• _Challenge_:
Please update the rows starting at the first one and ending at the line that contains "left=46, top=8, right=172, bottom=226", replacing "Task brief" with "Instruction" and keeping everything else unchanged. Leave the pictures out of your answer.
-- begin Extracted material --
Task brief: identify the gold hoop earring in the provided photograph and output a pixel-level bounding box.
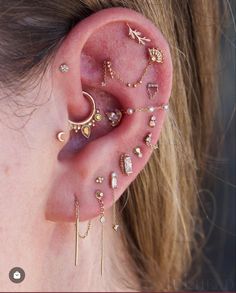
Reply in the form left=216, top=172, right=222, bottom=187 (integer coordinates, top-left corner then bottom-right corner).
left=68, top=91, right=103, bottom=138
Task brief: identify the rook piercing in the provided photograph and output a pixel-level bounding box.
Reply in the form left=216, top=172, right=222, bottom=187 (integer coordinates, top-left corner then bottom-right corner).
left=120, top=154, right=133, bottom=175
left=126, top=23, right=151, bottom=45
left=68, top=91, right=103, bottom=138
left=111, top=172, right=119, bottom=232
left=133, top=146, right=143, bottom=158
left=59, top=64, right=69, bottom=73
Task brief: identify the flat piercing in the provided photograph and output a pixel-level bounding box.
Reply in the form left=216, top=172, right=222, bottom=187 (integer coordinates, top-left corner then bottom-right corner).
left=68, top=91, right=103, bottom=138
left=126, top=23, right=151, bottom=45
left=110, top=172, right=119, bottom=232
left=120, top=154, right=133, bottom=175
left=133, top=146, right=143, bottom=158
left=57, top=131, right=66, bottom=142
left=59, top=63, right=69, bottom=73
left=144, top=133, right=159, bottom=150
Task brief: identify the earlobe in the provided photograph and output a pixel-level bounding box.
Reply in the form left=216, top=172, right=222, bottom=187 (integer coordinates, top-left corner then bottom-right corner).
left=46, top=8, right=172, bottom=226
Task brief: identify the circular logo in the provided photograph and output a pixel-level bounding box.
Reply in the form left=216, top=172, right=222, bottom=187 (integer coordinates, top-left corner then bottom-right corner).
left=9, top=267, right=25, bottom=283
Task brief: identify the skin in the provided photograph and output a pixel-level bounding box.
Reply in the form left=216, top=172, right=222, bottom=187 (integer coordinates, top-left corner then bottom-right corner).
left=0, top=8, right=172, bottom=292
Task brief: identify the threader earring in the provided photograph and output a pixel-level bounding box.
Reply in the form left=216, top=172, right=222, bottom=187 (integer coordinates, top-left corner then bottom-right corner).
left=75, top=197, right=91, bottom=266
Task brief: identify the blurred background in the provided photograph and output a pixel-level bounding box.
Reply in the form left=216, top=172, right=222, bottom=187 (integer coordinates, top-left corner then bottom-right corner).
left=193, top=0, right=236, bottom=292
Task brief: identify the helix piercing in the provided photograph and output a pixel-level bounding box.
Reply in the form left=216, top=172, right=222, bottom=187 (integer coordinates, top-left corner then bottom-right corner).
left=68, top=91, right=103, bottom=138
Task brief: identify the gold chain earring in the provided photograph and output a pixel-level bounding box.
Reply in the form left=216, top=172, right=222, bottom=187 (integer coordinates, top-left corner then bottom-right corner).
left=75, top=198, right=91, bottom=266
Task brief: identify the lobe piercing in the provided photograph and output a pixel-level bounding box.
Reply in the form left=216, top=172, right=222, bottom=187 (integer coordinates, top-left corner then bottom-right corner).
left=95, top=190, right=105, bottom=276
left=110, top=172, right=119, bottom=232
left=133, top=146, right=143, bottom=158
left=120, top=154, right=133, bottom=175
left=149, top=115, right=157, bottom=128
left=68, top=91, right=103, bottom=138
left=75, top=198, right=91, bottom=266
left=95, top=176, right=104, bottom=184
left=57, top=131, right=66, bottom=142
left=144, top=133, right=159, bottom=150
left=59, top=63, right=69, bottom=73
left=126, top=23, right=151, bottom=45
left=147, top=82, right=159, bottom=100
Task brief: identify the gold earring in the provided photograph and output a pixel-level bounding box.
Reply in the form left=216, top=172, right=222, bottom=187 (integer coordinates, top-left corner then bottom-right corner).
left=75, top=198, right=91, bottom=266
left=95, top=190, right=106, bottom=276
left=110, top=172, right=119, bottom=232
left=68, top=91, right=103, bottom=138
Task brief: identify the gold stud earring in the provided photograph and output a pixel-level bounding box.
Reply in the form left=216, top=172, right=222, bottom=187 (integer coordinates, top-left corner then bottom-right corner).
left=110, top=172, right=119, bottom=232
left=68, top=91, right=103, bottom=138
left=95, top=190, right=106, bottom=276
left=126, top=23, right=151, bottom=45
left=75, top=197, right=91, bottom=266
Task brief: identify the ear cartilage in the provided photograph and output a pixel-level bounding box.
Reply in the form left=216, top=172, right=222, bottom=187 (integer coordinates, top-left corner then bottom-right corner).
left=148, top=115, right=157, bottom=128
left=144, top=132, right=159, bottom=150
left=68, top=91, right=103, bottom=138
left=147, top=82, right=159, bottom=100
left=59, top=63, right=69, bottom=73
left=106, top=109, right=122, bottom=127
left=126, top=23, right=151, bottom=46
left=120, top=154, right=133, bottom=175
left=133, top=146, right=143, bottom=158
left=110, top=171, right=120, bottom=232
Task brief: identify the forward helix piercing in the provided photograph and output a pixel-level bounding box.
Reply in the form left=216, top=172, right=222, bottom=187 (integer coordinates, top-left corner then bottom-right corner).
left=68, top=91, right=103, bottom=138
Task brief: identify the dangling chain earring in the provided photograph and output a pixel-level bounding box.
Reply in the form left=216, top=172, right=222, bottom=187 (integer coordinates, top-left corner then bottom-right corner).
left=75, top=198, right=91, bottom=266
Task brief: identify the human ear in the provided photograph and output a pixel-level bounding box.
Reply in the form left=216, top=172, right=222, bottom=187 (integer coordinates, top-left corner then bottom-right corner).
left=46, top=8, right=172, bottom=222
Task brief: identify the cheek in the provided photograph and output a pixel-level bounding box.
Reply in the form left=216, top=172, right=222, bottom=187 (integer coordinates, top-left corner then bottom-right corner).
left=0, top=129, right=54, bottom=223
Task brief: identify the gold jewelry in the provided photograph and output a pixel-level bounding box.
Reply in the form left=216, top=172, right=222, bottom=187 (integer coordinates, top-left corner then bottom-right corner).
left=95, top=190, right=106, bottom=276
left=68, top=91, right=103, bottom=138
left=133, top=146, right=143, bottom=158
left=59, top=63, right=69, bottom=73
left=57, top=131, right=66, bottom=142
left=110, top=172, right=119, bottom=232
left=120, top=154, right=133, bottom=175
left=126, top=23, right=151, bottom=45
left=144, top=132, right=159, bottom=150
left=147, top=82, right=159, bottom=100
left=101, top=48, right=163, bottom=88
left=75, top=198, right=91, bottom=266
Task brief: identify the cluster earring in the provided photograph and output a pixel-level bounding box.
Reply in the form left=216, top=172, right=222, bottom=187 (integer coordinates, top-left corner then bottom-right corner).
left=68, top=91, right=103, bottom=138
left=75, top=197, right=91, bottom=266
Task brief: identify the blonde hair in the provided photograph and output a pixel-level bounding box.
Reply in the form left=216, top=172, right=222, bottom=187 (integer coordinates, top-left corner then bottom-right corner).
left=0, top=0, right=218, bottom=291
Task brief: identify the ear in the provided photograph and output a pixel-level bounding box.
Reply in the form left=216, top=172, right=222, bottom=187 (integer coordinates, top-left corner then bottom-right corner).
left=46, top=8, right=172, bottom=221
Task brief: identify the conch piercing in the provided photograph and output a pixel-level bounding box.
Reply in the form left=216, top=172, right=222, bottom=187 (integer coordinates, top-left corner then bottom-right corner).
left=126, top=23, right=151, bottom=45
left=75, top=198, right=91, bottom=266
left=95, top=190, right=106, bottom=276
left=59, top=63, right=69, bottom=73
left=68, top=91, right=103, bottom=138
left=110, top=172, right=119, bottom=232
left=101, top=48, right=164, bottom=88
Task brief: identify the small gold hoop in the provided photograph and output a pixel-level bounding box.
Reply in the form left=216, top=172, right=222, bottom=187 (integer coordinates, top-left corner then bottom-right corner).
left=68, top=91, right=103, bottom=138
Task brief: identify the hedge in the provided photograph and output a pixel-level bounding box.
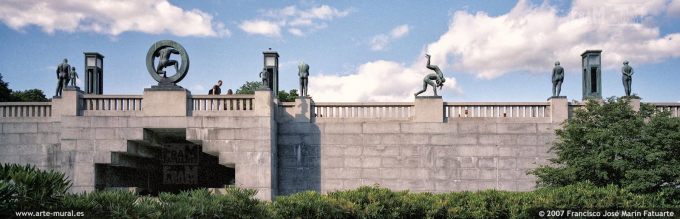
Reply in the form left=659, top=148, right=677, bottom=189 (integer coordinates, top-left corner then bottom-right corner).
left=0, top=165, right=678, bottom=218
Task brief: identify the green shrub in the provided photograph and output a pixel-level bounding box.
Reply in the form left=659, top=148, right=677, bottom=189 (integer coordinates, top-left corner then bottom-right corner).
left=0, top=164, right=71, bottom=216
left=272, top=191, right=355, bottom=218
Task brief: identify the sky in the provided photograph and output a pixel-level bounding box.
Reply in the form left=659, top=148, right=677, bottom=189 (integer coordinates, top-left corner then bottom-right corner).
left=0, top=0, right=680, bottom=102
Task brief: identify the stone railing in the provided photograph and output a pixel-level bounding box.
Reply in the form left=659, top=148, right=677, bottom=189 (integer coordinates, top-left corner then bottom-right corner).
left=444, top=102, right=550, bottom=118
left=312, top=102, right=414, bottom=120
left=650, top=103, right=680, bottom=117
left=191, top=94, right=255, bottom=112
left=81, top=95, right=142, bottom=111
left=0, top=102, right=52, bottom=117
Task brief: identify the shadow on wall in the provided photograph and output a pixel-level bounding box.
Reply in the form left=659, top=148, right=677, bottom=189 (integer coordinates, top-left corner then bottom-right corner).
left=277, top=101, right=321, bottom=195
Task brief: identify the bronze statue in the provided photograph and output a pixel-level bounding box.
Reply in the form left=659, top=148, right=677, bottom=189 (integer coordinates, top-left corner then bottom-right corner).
left=298, top=62, right=309, bottom=97
left=553, top=61, right=564, bottom=97
left=54, top=59, right=71, bottom=97
left=260, top=68, right=270, bottom=88
left=68, top=67, right=78, bottom=87
left=621, top=61, right=634, bottom=96
left=155, top=47, right=180, bottom=78
left=414, top=54, right=446, bottom=96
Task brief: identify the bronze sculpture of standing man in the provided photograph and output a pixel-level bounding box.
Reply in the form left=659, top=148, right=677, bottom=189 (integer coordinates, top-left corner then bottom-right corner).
left=298, top=62, right=309, bottom=97
left=54, top=59, right=69, bottom=97
left=414, top=54, right=446, bottom=96
left=621, top=61, right=634, bottom=96
left=553, top=61, right=564, bottom=97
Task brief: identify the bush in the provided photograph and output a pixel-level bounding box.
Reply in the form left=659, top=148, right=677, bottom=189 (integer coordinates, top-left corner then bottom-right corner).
left=0, top=164, right=71, bottom=216
left=532, top=98, right=680, bottom=198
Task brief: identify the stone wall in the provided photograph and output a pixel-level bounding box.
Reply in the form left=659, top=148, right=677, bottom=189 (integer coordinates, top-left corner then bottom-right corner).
left=278, top=118, right=557, bottom=194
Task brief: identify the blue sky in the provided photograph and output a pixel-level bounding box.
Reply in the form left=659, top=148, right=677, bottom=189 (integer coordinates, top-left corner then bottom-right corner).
left=0, top=0, right=680, bottom=102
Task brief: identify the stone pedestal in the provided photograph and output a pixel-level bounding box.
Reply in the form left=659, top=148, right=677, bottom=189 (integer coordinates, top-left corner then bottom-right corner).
left=253, top=89, right=274, bottom=117
left=413, top=96, right=444, bottom=122
left=293, top=97, right=313, bottom=122
left=625, top=96, right=640, bottom=112
left=52, top=87, right=83, bottom=119
left=548, top=96, right=569, bottom=123
left=142, top=87, right=191, bottom=116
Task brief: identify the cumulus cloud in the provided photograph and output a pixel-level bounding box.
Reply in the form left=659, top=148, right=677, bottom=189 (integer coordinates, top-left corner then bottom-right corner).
left=239, top=5, right=350, bottom=37
left=427, top=0, right=680, bottom=79
left=371, top=24, right=410, bottom=51
left=239, top=20, right=281, bottom=37
left=667, top=0, right=680, bottom=17
left=309, top=60, right=461, bottom=102
left=0, top=0, right=230, bottom=37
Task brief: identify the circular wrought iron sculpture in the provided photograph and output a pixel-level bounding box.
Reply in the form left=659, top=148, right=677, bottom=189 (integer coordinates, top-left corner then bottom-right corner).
left=146, top=40, right=189, bottom=86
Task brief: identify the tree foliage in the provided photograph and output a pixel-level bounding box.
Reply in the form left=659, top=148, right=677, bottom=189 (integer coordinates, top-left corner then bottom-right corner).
left=531, top=98, right=680, bottom=194
left=236, top=81, right=299, bottom=102
left=279, top=89, right=300, bottom=102
left=0, top=74, right=13, bottom=102
left=236, top=81, right=262, bottom=94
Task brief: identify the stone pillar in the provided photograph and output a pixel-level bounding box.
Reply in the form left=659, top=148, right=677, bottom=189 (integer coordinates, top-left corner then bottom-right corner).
left=293, top=97, right=314, bottom=122
left=413, top=96, right=444, bottom=122
left=142, top=87, right=191, bottom=116
left=52, top=87, right=83, bottom=120
left=627, top=96, right=640, bottom=112
left=548, top=96, right=569, bottom=123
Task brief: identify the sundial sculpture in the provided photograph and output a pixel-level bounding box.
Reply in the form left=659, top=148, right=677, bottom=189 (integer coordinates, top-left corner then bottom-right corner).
left=146, top=40, right=189, bottom=87
left=414, top=54, right=446, bottom=97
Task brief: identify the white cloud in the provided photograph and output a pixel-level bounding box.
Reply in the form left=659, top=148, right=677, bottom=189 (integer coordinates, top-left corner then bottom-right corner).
left=666, top=0, right=680, bottom=17
left=239, top=20, right=281, bottom=37
left=309, top=60, right=461, bottom=102
left=427, top=0, right=680, bottom=79
left=0, top=0, right=230, bottom=37
left=240, top=5, right=350, bottom=37
left=371, top=24, right=411, bottom=51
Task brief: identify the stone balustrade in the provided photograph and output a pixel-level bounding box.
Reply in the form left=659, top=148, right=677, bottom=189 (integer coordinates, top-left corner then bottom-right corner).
left=191, top=94, right=255, bottom=111
left=0, top=102, right=52, bottom=117
left=444, top=102, right=550, bottom=119
left=312, top=102, right=414, bottom=120
left=81, top=95, right=142, bottom=111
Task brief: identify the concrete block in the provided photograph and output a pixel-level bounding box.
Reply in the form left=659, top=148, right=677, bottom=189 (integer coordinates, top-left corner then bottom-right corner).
left=318, top=123, right=362, bottom=134
left=2, top=123, right=38, bottom=133
left=362, top=122, right=400, bottom=134
left=477, top=157, right=496, bottom=168
left=95, top=128, right=116, bottom=139
left=362, top=146, right=400, bottom=156
left=498, top=157, right=517, bottom=169
left=457, top=121, right=496, bottom=134
left=361, top=157, right=381, bottom=168
left=61, top=116, right=93, bottom=128
left=343, top=146, right=363, bottom=157
left=413, top=96, right=444, bottom=122
left=496, top=123, right=536, bottom=134
left=344, top=157, right=362, bottom=167
left=456, top=157, right=477, bottom=168
left=517, top=135, right=538, bottom=145
left=402, top=122, right=457, bottom=134
left=142, top=89, right=190, bottom=116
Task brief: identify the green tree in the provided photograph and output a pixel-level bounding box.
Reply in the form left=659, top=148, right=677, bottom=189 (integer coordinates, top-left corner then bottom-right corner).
left=236, top=81, right=262, bottom=94
left=279, top=89, right=300, bottom=102
left=12, top=89, right=47, bottom=102
left=0, top=74, right=14, bottom=102
left=530, top=98, right=680, bottom=194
-- end Extracted material --
• _Task result_:
Instruction: identify the gold hoop earring in the provided photograph and output a pixel-level bounding box.
Reply in the form left=216, top=172, right=222, bottom=187 (integer coordinates, top-left corner then bottom-right corner).
left=68, top=91, right=103, bottom=138
Instruction: identify the rook piercing in the provided photograph and output a pixel-level bounding box.
Reply in the form left=216, top=172, right=222, bottom=187 (integer coordinates, top-left corner then bottom-right corner).
left=120, top=154, right=133, bottom=175
left=126, top=23, right=151, bottom=45
left=68, top=91, right=103, bottom=138
left=111, top=172, right=119, bottom=232
left=133, top=146, right=143, bottom=158
left=59, top=64, right=69, bottom=73
Instruction: identify the flat piercing in the provided photograph and output a pixel-level bounding box.
Reply in the form left=216, top=172, right=222, bottom=187 (integer coordinates, top-left corner then bottom-right corner).
left=68, top=91, right=103, bottom=138
left=126, top=23, right=151, bottom=45
left=110, top=172, right=119, bottom=232
left=120, top=154, right=133, bottom=175
left=133, top=146, right=143, bottom=158
left=57, top=131, right=66, bottom=142
left=59, top=63, right=69, bottom=73
left=144, top=133, right=159, bottom=150
Instruction: identify the earlobe in the provided photograph and output a pixel-level bounding box.
Reply in the form left=216, top=172, right=222, bottom=187 (integer coordinates, top-left corner then bottom-right corner).
left=46, top=8, right=172, bottom=226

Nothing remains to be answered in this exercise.